# [EXERCISE OBJECTIVE]
Count the lines in the rows below that contain the string "hill", treating uppercase and lowercase as different, and give only that number.

----- DATA -----

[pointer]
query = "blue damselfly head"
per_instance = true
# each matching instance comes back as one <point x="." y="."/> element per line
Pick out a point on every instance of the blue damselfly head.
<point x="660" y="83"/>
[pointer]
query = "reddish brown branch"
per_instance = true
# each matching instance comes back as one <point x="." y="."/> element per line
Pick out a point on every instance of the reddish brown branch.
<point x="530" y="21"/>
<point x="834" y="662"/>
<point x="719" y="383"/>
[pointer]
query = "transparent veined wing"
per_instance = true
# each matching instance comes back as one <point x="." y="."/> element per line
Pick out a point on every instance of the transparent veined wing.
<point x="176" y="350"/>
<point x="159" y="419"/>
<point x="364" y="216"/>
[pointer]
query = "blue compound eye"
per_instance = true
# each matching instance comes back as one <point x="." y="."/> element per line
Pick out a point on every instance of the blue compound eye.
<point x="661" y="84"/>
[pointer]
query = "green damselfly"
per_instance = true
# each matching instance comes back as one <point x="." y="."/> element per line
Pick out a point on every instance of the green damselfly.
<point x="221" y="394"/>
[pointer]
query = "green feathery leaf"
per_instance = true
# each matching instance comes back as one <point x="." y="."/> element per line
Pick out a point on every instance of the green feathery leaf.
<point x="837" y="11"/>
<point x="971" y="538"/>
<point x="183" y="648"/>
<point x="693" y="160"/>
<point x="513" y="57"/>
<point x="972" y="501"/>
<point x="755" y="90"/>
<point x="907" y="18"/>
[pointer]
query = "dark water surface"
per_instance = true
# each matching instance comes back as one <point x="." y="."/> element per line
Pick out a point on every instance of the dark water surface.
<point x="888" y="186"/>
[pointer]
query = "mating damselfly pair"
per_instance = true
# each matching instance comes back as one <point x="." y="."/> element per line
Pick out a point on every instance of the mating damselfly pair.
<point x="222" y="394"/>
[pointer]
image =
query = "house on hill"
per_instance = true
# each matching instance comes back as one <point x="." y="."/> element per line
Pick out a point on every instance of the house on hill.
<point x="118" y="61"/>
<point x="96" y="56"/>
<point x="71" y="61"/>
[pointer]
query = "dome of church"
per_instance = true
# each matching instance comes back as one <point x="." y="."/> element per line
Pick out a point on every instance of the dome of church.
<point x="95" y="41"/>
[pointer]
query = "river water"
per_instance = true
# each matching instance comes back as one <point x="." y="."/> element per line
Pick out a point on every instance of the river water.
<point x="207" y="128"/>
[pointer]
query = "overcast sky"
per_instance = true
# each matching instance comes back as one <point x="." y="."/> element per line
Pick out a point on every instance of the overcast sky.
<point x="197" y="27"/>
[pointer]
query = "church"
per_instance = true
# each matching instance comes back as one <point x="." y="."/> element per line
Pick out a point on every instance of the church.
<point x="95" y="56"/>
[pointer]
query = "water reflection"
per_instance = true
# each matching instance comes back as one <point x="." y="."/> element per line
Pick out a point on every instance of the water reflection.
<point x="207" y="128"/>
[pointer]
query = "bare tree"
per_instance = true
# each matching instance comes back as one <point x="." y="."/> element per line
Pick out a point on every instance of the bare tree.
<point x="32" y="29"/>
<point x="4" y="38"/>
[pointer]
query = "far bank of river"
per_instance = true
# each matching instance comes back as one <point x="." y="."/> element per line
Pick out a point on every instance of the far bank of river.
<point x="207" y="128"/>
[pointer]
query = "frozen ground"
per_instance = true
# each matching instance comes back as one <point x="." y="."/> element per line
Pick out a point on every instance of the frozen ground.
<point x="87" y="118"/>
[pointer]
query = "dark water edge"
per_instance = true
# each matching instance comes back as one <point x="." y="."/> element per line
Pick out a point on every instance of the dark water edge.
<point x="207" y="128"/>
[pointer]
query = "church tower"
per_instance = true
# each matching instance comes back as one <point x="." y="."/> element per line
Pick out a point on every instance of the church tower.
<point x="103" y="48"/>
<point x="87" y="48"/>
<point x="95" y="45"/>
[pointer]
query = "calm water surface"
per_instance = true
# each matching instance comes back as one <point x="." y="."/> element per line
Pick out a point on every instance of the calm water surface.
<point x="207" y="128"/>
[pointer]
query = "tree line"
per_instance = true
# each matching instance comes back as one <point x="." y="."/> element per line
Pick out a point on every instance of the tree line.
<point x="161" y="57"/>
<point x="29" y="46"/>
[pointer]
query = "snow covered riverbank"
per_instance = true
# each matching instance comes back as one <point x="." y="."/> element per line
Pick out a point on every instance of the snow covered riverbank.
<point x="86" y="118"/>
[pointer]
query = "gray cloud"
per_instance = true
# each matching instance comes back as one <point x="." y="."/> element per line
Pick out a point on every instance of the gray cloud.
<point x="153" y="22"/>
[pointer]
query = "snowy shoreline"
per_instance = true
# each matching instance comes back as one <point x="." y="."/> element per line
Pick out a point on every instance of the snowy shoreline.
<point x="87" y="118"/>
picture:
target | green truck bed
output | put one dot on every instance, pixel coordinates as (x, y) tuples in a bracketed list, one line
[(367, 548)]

-----

# [OUTPUT BELOW]
2